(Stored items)
----------

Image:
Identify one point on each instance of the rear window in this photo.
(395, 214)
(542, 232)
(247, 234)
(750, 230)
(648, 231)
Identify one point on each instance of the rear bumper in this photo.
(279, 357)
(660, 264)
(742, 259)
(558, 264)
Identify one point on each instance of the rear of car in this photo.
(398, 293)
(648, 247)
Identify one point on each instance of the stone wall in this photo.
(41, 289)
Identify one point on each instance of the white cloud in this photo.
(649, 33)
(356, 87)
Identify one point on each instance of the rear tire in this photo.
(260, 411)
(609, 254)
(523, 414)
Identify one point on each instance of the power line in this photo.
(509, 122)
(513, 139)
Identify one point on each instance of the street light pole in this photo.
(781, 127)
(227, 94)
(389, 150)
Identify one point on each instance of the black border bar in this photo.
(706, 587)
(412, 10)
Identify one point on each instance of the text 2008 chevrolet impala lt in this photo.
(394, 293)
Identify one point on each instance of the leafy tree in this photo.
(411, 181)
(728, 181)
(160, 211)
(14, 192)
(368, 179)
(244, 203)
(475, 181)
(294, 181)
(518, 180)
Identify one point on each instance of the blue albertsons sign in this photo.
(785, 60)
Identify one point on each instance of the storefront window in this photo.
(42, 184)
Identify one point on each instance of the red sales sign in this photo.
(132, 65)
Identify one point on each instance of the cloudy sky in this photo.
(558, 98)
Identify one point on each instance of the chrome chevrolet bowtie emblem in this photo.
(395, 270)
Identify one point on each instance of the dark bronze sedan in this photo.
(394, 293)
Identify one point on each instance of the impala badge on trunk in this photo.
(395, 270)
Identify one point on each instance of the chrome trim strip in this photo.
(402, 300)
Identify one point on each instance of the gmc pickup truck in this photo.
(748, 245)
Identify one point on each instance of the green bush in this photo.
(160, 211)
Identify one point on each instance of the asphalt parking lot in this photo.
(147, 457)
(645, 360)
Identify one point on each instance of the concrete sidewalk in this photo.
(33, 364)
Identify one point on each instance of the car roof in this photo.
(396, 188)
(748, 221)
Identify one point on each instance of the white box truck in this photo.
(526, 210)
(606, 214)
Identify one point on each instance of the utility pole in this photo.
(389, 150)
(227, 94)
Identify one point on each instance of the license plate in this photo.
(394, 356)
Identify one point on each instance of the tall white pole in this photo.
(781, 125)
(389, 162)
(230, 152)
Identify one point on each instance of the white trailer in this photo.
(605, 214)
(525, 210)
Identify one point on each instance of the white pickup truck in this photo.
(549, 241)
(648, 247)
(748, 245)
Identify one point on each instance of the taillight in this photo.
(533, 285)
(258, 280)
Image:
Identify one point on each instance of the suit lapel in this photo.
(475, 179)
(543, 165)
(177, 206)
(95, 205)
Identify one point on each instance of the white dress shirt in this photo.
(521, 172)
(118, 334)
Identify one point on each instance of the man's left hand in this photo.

----------

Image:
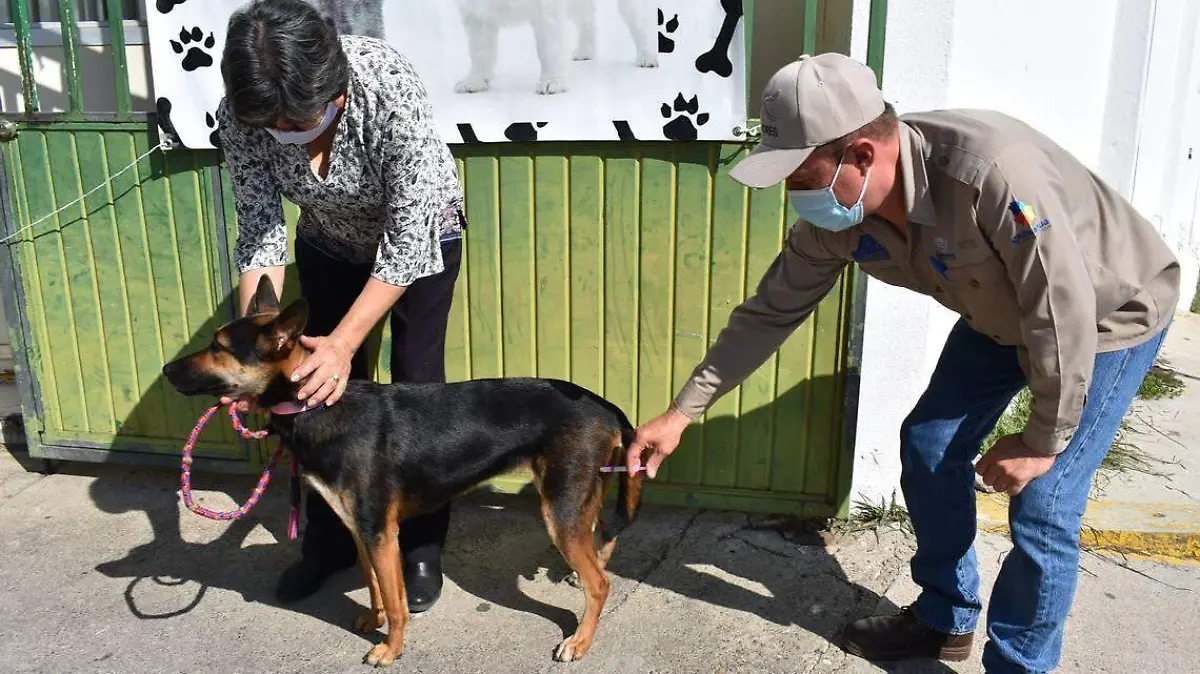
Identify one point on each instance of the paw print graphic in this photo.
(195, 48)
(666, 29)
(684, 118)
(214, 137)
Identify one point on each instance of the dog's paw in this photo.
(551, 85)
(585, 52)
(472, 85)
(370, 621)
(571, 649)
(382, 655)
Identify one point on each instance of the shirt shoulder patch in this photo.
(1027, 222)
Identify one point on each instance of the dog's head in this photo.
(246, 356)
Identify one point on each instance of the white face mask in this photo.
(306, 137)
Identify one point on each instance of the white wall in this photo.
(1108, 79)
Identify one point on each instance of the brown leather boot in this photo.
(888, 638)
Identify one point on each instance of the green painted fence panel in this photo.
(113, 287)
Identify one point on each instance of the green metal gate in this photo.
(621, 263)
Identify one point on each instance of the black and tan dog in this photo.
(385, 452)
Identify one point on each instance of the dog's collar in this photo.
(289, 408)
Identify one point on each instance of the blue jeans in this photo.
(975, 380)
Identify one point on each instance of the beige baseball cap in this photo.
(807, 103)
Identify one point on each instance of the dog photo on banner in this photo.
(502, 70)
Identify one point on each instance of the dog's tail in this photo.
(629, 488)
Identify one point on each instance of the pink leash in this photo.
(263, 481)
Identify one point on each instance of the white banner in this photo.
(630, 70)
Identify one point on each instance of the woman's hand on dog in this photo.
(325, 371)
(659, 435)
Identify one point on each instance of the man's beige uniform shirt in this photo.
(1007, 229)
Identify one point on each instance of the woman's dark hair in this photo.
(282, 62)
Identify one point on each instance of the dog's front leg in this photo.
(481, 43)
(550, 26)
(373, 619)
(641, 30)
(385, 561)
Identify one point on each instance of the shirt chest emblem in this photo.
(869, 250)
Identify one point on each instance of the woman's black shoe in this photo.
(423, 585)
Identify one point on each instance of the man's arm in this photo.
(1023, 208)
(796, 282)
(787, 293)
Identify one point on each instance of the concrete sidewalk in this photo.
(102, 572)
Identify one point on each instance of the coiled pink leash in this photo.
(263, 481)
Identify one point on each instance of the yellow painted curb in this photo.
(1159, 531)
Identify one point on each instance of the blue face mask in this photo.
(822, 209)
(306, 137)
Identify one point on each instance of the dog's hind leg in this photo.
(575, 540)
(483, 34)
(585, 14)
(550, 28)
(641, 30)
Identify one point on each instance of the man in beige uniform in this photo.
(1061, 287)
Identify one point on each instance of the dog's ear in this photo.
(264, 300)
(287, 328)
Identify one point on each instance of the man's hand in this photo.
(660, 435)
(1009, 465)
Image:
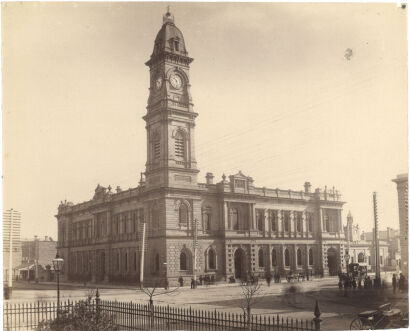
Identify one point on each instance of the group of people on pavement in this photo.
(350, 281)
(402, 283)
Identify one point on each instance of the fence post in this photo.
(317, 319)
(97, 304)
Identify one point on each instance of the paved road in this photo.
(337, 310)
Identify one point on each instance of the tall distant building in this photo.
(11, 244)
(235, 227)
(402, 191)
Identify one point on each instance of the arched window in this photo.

----------

▸ ACTION ITEM
The result should be an exact copy of only the lines above from the one that holds "Identify one point on each instance of the dog's ear" through the one that holds "Identify one point on each instance of the arched", both ends included, without pictures.

▸ SOLUTION TO THIS EXERCISE
Identify one point on each instance of the dog's ear in this photo.
(264, 300)
(287, 328)
Identify one point on each instance of the man's hand in this photo.
(660, 435)
(1009, 465)
Image:
Identify one point on each instance of the group of people on pavement in this photo.
(350, 281)
(402, 283)
Identify one point on each instance of the fence post in this photo.
(317, 319)
(97, 304)
Identify one point on each instance of the paved road in this photo.
(337, 310)
Identify one point on each instance of the tall distant building in this photo.
(11, 244)
(235, 227)
(402, 191)
Identify one point on each instance of the arched window in this photo.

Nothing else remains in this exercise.